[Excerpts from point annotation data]
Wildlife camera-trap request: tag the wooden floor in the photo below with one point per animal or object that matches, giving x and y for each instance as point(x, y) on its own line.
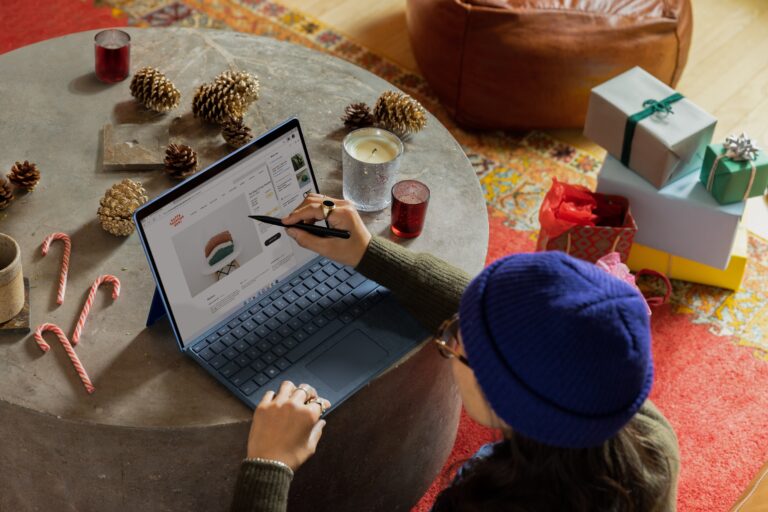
point(727, 71)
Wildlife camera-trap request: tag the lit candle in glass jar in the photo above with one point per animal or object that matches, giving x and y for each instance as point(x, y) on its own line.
point(370, 160)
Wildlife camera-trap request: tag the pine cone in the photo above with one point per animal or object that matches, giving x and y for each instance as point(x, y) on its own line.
point(180, 161)
point(227, 99)
point(399, 113)
point(357, 115)
point(153, 90)
point(6, 193)
point(24, 175)
point(118, 205)
point(236, 134)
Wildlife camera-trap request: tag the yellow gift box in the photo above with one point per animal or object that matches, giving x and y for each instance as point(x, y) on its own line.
point(675, 267)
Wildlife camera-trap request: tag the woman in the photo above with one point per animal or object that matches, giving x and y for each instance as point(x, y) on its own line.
point(550, 350)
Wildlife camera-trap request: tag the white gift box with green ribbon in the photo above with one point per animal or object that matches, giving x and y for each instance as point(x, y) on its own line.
point(649, 127)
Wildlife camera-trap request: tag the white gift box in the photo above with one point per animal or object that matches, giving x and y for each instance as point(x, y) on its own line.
point(682, 218)
point(665, 146)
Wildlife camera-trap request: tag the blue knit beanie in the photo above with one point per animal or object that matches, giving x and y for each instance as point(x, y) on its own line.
point(561, 349)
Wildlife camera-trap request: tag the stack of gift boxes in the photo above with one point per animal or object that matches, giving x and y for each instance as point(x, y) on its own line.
point(686, 194)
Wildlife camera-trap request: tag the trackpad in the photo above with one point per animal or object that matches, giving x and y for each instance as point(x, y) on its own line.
point(356, 354)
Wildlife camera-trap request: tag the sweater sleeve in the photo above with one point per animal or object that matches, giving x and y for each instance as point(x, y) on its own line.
point(428, 287)
point(261, 487)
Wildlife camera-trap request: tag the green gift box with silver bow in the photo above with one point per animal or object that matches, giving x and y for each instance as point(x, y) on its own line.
point(735, 171)
point(652, 129)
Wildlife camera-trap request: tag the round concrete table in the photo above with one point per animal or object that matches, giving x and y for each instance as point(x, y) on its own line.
point(159, 433)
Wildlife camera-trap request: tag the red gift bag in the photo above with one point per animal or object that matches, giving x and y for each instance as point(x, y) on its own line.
point(585, 224)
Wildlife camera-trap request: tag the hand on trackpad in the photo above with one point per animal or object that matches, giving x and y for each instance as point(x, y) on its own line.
point(356, 354)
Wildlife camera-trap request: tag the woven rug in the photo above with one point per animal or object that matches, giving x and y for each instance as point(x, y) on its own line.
point(710, 345)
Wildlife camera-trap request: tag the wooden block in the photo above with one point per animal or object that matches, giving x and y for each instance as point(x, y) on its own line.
point(20, 323)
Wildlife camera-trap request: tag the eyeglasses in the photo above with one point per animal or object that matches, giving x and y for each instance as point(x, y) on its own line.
point(447, 338)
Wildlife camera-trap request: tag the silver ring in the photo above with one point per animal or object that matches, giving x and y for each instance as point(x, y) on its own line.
point(328, 207)
point(319, 402)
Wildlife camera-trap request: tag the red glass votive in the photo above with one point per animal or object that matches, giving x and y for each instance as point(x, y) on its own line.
point(409, 208)
point(113, 55)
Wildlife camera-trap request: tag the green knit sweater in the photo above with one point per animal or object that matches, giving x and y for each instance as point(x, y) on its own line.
point(431, 292)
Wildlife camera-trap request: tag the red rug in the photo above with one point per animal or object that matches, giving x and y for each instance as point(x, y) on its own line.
point(710, 345)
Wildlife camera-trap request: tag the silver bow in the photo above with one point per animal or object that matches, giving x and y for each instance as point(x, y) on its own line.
point(740, 148)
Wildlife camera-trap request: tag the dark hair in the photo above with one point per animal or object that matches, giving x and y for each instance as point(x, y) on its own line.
point(628, 473)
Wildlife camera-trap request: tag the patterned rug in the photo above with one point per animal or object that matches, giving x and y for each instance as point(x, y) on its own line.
point(710, 345)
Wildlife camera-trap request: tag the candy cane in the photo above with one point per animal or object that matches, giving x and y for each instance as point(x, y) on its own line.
point(64, 261)
point(67, 348)
point(89, 301)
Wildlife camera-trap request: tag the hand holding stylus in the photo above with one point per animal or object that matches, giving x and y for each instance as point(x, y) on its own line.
point(344, 216)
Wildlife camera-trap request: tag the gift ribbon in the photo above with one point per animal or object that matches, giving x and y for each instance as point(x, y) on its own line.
point(711, 179)
point(650, 107)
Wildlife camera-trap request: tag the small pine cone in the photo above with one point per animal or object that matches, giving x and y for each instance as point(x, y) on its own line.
point(227, 98)
point(236, 134)
point(117, 207)
point(357, 115)
point(24, 175)
point(399, 113)
point(6, 193)
point(153, 90)
point(180, 161)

▶ [THE REQUEST]
Copy out all of the data word for word. Do not carry over any picture.

▶ [RESULT FOR THIS EXERCISE]
Wildlife camera-trap request: tag the wooden floor in the photo below with one point per animal or object that matches, giving x and y for each instance as point(x, y) on its own line.
point(727, 71)
Wildlife camera-trap request: tag the lit candle in glass jar in the photo above with one point per animal or object that matches, giving x and y for each instance as point(x, y) on its own line.
point(370, 160)
Wildlife camera-trap request: tag the pine cone in the photo above with one point per animal or object that matches, giving x and y for each instance as point(x, y) on its own line.
point(180, 161)
point(227, 99)
point(399, 113)
point(357, 115)
point(153, 90)
point(6, 193)
point(24, 175)
point(118, 205)
point(236, 134)
Wildlife camera-trap request: tag the yellow gift box in the photo above with one point per animal or object that matches, giving x and y for each instance as point(x, y) on its own line.
point(675, 267)
Wildlife camera-trap request: tag the woman in the photo above with one point per animal or object that matches, giving x and y for each instance as point(x, y) on its own line.
point(550, 350)
Wildlife camera-trap request: tag the white gift box with green ribbon in the photo above with one point per animal or object that matches, giving x and y for each instance as point(x, y) on its own line.
point(649, 127)
Wildlife camera-trap request: tag the white gift box in the photo above with one point per animal or object that matches, giving x and y for each instance as point(x, y) on its own line.
point(682, 218)
point(665, 146)
Wildlife camera-trap request: tag the blue knit beanie in the photo above with one point per animal or object that matches, giving x and y for each instance as point(x, y) on its own line.
point(561, 349)
Wildlife camera-trap request: tag the stack of gift boxes in the photo above with one point per animal or object that matches, giving x and y for each instance as point(x, y) on its own line.
point(686, 194)
Wildlife camera-trap request: tag the trackpad in the photo above with one point per animal or object that matches, giving x and y for each instance as point(x, y) on its own line.
point(356, 354)
Wildlife camera-trap request: tag the sweater sleeve in the photo above with one point per animal or object that matches, giving x and y for each instance as point(x, y) on its own line.
point(428, 287)
point(261, 487)
Wildlife camera-trap request: tag the green gift box with silver bow in the photo above with one point per animal or object that matches, giving x and y for each instance as point(x, y) on its own line.
point(735, 171)
point(652, 129)
Wildlife camera-trap request: tag the round concrete table in the photo above with one point per animal or object that matches, giving x and y for each instance as point(x, y) on its own line.
point(159, 433)
Wildlife camera-trap request: tag the red gift bag in the photo above with one point per animal or object that matches, giving x and y for each instance as point(x, y) on its own line.
point(585, 224)
Wildlife camera-trap request: tag the hand on trackpad in the photo above with one point per animal or object that matches, giving x and y for each instance as point(x, y) on its own line.
point(356, 354)
Wildlife camera-trap request: tag the woven rug in the photo above with one point per animal or object that matches, giving x and y for each instance as point(x, y) on its own line.
point(710, 345)
Wildlife camera-trap request: tag the wooden block in the photo above with one point per animal or object that matches, giving x and y for each instance as point(x, y) on its own line.
point(20, 323)
Wildlife camera-trap request: tag the eyeglasses in the photo above with one point per animal or object that matches, giving x and y for each instance as point(x, y) on its own line.
point(447, 338)
Wildlife camera-trap request: tag the silver ring in the photo above with one point per animal or object that matches, giving x and y for each instance as point(x, y) on its own line.
point(328, 207)
point(319, 402)
Wildlife camera-trap request: tag the red glass votive in the photo above with one point per animal or object that matches, giving x and y for each instance as point(x, y) on its own line.
point(409, 208)
point(113, 55)
Wildlife camera-trap request: tag the green knit sweater in the photo above with one point per animal or object that matches, giving x and y for each instance as point(x, y) on its own line.
point(431, 292)
Wildlife camera-trap request: tag the red rug in the photo above with one point per animal or object that matches, giving x and y for each instance as point(x, y) on its own line.
point(710, 345)
Wildlife camera-trap request: tag the silver bow in the photo above with one point per animal or object that matches, giving x and y for each instance as point(x, y) on its own line.
point(740, 148)
Wildlife camera-trap request: tag the dark hair in the photo above with one point per animal or object that matches, giving x and y for each instance as point(x, y) on its own line.
point(628, 473)
Wildlife camera-trap request: tag the patterned rug in the photo above with one point per animal or object that matches, giving x and y for each instance as point(x, y) on its own line.
point(710, 345)
Wildlife camera-trap request: tag the candy cane in the photo above with one point per animal or object that matches, giving x and y for each instance as point(x, y) on its own line.
point(64, 261)
point(67, 348)
point(89, 301)
Wildlife camera-trap request: tag the hand holding stylus in the photo above with one point per animal or object that matches, giving x and y for each instance as point(x, y) on its own line.
point(344, 216)
Wildlife camera-trap request: tag the gift ribbon in the photo above with one point per animal or object that matches, giving x and y for each instance as point(x, y) on its own line.
point(711, 179)
point(650, 107)
Wildlife camera-trap request: tag the small pine cone in the photo above with one point per animal or object that matches, giving x and y for each instance as point(x, y) on its own line.
point(227, 98)
point(236, 134)
point(117, 207)
point(357, 115)
point(24, 175)
point(399, 113)
point(6, 193)
point(153, 90)
point(180, 161)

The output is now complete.